Restate the listing below word for word, omitting any images.

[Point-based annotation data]
--- begin ---

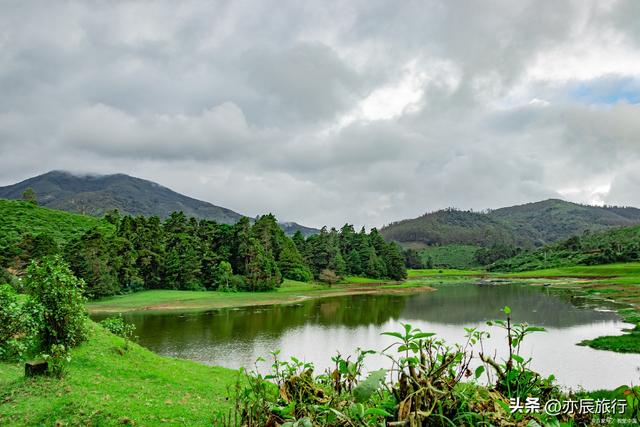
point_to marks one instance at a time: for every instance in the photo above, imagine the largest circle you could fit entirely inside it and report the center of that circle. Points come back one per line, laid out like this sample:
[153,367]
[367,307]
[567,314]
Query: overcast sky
[325,112]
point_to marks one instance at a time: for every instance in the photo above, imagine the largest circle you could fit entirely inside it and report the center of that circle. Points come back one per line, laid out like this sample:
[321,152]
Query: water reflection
[316,329]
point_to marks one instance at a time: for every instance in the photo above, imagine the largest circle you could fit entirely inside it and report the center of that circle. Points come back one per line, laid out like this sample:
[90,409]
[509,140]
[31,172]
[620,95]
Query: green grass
[442,272]
[290,291]
[108,386]
[451,256]
[627,343]
[615,282]
[361,280]
[621,270]
[18,217]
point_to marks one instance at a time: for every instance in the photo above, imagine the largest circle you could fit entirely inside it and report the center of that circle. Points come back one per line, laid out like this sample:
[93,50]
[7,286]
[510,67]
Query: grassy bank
[616,283]
[289,292]
[106,385]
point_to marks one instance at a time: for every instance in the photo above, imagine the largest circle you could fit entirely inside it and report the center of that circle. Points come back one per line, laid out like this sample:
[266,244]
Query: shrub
[57,357]
[18,327]
[59,294]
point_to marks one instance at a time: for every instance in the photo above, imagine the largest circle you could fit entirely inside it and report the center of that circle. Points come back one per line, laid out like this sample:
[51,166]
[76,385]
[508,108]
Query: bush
[59,294]
[18,327]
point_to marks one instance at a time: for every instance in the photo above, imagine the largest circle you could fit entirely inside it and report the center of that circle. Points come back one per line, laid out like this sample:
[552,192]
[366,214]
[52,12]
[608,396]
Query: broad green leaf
[363,391]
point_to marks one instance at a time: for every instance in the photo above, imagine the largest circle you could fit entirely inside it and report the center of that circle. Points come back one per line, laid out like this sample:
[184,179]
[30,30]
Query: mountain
[529,225]
[96,194]
[618,245]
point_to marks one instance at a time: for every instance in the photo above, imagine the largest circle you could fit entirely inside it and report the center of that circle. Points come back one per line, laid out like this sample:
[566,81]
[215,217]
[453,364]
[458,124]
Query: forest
[186,253]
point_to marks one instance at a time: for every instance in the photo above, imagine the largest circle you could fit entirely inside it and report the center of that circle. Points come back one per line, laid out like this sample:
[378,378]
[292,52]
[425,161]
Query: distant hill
[18,218]
[97,194]
[603,247]
[529,225]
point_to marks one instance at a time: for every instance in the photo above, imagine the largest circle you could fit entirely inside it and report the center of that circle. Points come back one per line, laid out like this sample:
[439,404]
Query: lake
[315,330]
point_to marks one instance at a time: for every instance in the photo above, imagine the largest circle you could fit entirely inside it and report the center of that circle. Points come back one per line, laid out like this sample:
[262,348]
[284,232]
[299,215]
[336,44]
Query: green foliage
[19,218]
[58,358]
[495,252]
[124,254]
[449,256]
[59,294]
[514,377]
[29,196]
[18,326]
[619,245]
[117,326]
[425,386]
[328,276]
[530,225]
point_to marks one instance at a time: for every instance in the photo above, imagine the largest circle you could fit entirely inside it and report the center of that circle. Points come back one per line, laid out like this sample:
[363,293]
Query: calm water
[316,329]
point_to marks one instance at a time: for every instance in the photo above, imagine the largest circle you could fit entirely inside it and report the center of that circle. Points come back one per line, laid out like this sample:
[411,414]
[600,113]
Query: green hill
[604,247]
[529,225]
[451,226]
[97,194]
[18,218]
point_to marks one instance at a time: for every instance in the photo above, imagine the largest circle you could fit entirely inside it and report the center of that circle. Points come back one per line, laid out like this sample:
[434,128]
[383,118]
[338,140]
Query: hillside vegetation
[98,194]
[450,256]
[604,247]
[529,225]
[127,254]
[19,219]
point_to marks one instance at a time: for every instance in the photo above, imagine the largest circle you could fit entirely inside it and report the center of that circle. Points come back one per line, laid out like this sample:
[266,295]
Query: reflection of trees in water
[467,304]
[452,304]
[245,324]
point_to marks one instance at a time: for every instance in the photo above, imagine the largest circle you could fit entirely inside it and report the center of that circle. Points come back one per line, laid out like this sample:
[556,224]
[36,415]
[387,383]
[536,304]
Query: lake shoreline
[162,301]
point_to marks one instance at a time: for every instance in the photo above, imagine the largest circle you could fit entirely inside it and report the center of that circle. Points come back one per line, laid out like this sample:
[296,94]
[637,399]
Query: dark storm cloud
[326,112]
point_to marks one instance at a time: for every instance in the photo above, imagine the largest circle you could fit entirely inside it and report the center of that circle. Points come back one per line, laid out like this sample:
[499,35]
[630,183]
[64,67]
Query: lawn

--- end ---

# Answer to the exercise:
point_to marks one instance at a time: for every instance in the photo above, imagine the largest circle you could fit entirely inside it and report the center of that circle. Points come back one per line, laid out like this sample:
[153,367]
[367,307]
[567,314]
Query: overcast sky
[325,112]
point_to marks one instance at a time: for every instance in the photo above, imagine the largest circle you could fit entirely inside it and report the center of that circle. Points come back one per line, laid out like this sample:
[321,152]
Query: water reflection
[316,329]
point_to marks one instance at a time: for every instance in the photo above, imagine the largest circle you could fit entirely inside it and report the center of that circle. Points come back one per line, laid out like this sample:
[90,409]
[509,140]
[31,172]
[620,95]
Query: green grass
[442,272]
[290,291]
[108,386]
[451,256]
[627,343]
[615,282]
[361,280]
[621,270]
[18,217]
point_to marks one instance at a time: for every instance in the photo above, imagine the largest circle you could fit entirely inside it and report the center of that circle. Points come back one per line, laid out like this sample:
[93,50]
[7,286]
[510,67]
Query: grassy bank
[616,283]
[289,292]
[106,385]
point_to marks one instance at a time: for every instance in the photo above, imagine the largest circle you could fit entirely inside it and report the center of that circle. Points come back one per line, laid out like this sample:
[266,244]
Query: shrub
[57,357]
[18,327]
[59,294]
point_to marks one instance at a time: for every instance in the photo above, imagine the largest circle you could fit entirely inside it and report the center of that circle. Points come back one per line, laid out like this sample:
[51,166]
[76,385]
[508,108]
Query: bush
[59,294]
[18,327]
point_to marks one instance at a time: for every instance in the photo above, imagine the largest circle you could fit entirely inside it and report the center of that circle. Points come back one per line, laid out like this sample:
[552,192]
[366,214]
[52,12]
[608,396]
Query: broad green leaf
[363,391]
point_to marks one instance at a time: for every instance in the photo above, imagine the largest circle you could fit entirely inside it and report the center of that circle. Points come back one per line, laid out like this sample:
[184,179]
[30,30]
Query: mountain
[529,225]
[96,194]
[618,245]
point_to marks one instance at a time: for every instance in the photo above, imagine the largest circle you could fit entirely inside it and report the center of that circle. Points come back one per line, laid out like this sample:
[566,81]
[215,217]
[453,364]
[458,124]
Query: forest
[186,253]
point_to marks one instance at a time: for every instance in the photo above, imagine the largest circle you could fit entirely inside it and report the center of that circle. Points come back one per line, laid out like this sample:
[378,378]
[292,52]
[425,161]
Query: distant hill
[18,218]
[97,194]
[603,247]
[529,225]
point_to marks one instance at a time: for every instance in the photo above, imagine the largest circle you could fit entirely inside it and report the center of that circle. Points come back one per line, laid out like this sample:
[439,404]
Query: lake
[315,330]
point_to marks one instance at a time: for every instance in the photo above, imagine the largest circle you could fit entirely inside it and report the center of that circle. Points come back one per line, laid out like this sample:
[262,348]
[284,232]
[299,215]
[336,44]
Query: green foliage
[19,218]
[58,358]
[495,252]
[124,254]
[449,256]
[59,294]
[514,377]
[29,196]
[18,326]
[619,245]
[117,326]
[425,386]
[328,276]
[530,225]
point_to marks one instance at a time: for every instance in the photo above, imagine the largest circle you could fit entirely inside it and report the center of that circle. Points come back one per line, laid out like this sample:
[363,293]
Query: calm water
[316,329]
point_to marks one instance at a time: for every instance in the photo above, imagine the largest circle you could fit entirely inside it and report the center of that circle. Points come back one per line, laid out like this sample:
[411,414]
[600,113]
Query: green hill
[604,247]
[529,225]
[451,226]
[97,194]
[18,218]
point_to marks one instance at a time: for every instance in the photo above, imagine the largest circle you could fit entirely inside it and report the center of that circle. Points come back one per line, laid out like this sample:
[434,128]
[383,118]
[338,140]
Query: hillside vegetation
[98,194]
[450,256]
[604,247]
[529,225]
[127,254]
[19,219]
point_to marks one instance at a time: for every instance in the photo above, imagine the largest circle you could fit entirely inside it and report the center of that circle. Points come back one per line, laid out like this sample:
[266,295]
Query: reflection of trees in water
[467,304]
[452,304]
[245,324]
point_to marks one instance at a time: for every instance in the photo above, imagine the largest circle you could fit entirely inside it and report the center of that circle. Points come back one per line, laid out like this sample:
[556,224]
[36,415]
[387,383]
[536,304]
Query: lake shoreline
[162,301]
point_to marks one instance at a time: for every instance in the photo above, imagine the largest circle you could fit entirely inside it and report the center of that circle. Points come back one per line, laid out like this sample:
[296,94]
[637,399]
Query: dark storm cloud
[326,112]
point_to marks one instance at a time: for every instance in the photo above, imagine the largest circle you could fit entirely inside it and report the center of that circle. Points come back one per line, laid out like this sample:
[499,35]
[630,183]
[64,67]
Query: lawn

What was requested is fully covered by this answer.